- Source document

====

# USG compressed fiberglass tiles



## chas (Jan 28, 2007)

I ran across some USG ceiling tiles in Home Depot that appear to be made of compressed (rigid) fiberglass with a thin perforated white vinyl on one side. Here's a link to what I think they are:

http://www.usg.com/navigate.do?reso...lcyon_ClimaPlus_Acoustical_Ceiling_Panels.htm

The vinyl seems like it would peel off ok. Would these be suitable for use as acoustic panels on walls if covered with fabric? How would the thin perforated vinyl affect performance?


----------



## basementjack (Sep 18, 2006)

it would be OK, but for the effort, you're probably better off with some GIK panels - they're pretty inexpensive.

Also, it would be worth your time to look up insulation distributors in your area - ask them if they have 6 pound rigid fiberglass - the brand doesn't really matter. They'll either know exactly what you're talking about or they won't know anything.

Another source of suitable insulation is heating supply companies -ie the kind that sell furnaces and ductwork - there are several acoustic insulation products geared for ductwork that would work well on a wall panel, and given the need for heating supplies in Minnesota, I bet you'll find this closer than you think (we have a supply place closer than home depot!)

if you are going to make wall panels, check out www.wallmate.net - they have some plastic track that makes an on wall panel very easy to do. 

Down side, is this would be a permanent install, Up side is that since it's perm. and attached right to the wall, it will fit the wall perfectly, and you can size it exactly.

There are all sorts of decorating techniques you can use with this approach - ie panel, strip of Cherry wood, panel, strip etc... which can make the visuals of the panels more appealing.

Also realize that you don't HAVE to put insulation behind every panel - so if the room would look better with panels all the way around, you don't have to worry about over deadening the room.

The only down side to on-wall panels, is they don't do anything for low frequency.

====

- Items
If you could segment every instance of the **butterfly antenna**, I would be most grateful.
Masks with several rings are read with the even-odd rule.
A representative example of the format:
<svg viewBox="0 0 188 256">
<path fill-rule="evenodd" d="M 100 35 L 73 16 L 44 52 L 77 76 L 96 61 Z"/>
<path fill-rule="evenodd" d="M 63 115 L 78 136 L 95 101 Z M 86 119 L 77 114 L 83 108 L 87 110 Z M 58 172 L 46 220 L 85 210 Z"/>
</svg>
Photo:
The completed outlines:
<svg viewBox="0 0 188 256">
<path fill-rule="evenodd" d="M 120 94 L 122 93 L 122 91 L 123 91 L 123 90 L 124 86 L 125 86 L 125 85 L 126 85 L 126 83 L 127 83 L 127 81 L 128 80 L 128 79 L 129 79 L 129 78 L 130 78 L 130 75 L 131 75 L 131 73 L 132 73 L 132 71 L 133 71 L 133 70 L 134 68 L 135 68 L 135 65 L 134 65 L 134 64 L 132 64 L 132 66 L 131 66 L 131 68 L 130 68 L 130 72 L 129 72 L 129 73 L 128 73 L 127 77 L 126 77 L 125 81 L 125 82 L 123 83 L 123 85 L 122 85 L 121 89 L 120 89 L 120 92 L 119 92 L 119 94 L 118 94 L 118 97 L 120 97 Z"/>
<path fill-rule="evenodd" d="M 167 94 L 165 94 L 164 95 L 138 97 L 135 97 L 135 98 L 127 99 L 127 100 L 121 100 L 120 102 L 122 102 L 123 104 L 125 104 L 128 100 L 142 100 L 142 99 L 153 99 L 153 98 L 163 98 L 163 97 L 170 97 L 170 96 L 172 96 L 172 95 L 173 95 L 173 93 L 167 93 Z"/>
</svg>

====

- Required tasks
(a) In the forum thread about USG fiberglass ceiling tiles, what density of rigid fiberglass does basementjack suggest asking insulation distributors for?
(b) Pick up the forum thread about USG fiberglass ceiling tiles after its last sentence.

- Answers below
(a) 6 pound rigid fiberglass

(b)
Typically you see people deal with this by putting rigid fiberglass diagonally across the corners of the room. so you could do that, and still use something like wallmate to mount the fabric.

Of course with some straight wood boards and a staple gun, you could achieve similar results.


----------



## chas (Jan 28, 2007)

Thanks for the info Jack. I'm actually working on some superchunk corner traps using sliced up 703 panels. I was thinking about ordering another case and making the wall panels but the shipping gets a bit pricey and I thought buying a case or two of these tiles would be cheaper and easier.

I'll have to check on the heating supply companies...thanks for the tips!


----------



## chas (Jan 28, 2007)

Ended up picking up a case of these:
http://swbg1.tripod.com/capaul_label.jpg
http://swbg1.tripod.com/strata.jpg


----------



## JimP (May 18, 2006)

chas,

I've seen those (or something similar enough to them) and was wondering how they would perform.

Did you get a chance to try them out?


----------



## chas (Jan 28, 2007)

No I haven't had time to build all three panels yet so they are still a work in progress.


----------



## cburbs (Mar 27, 2007)

Hey,
What was the $ on the case of tiles?


----------



## chas (Jan 28, 2007)

I think it was $55 for a case of twelve.


----------



## DrPainMD (Jan 25, 2007)

chas, looks like a good idea. let us know how it works.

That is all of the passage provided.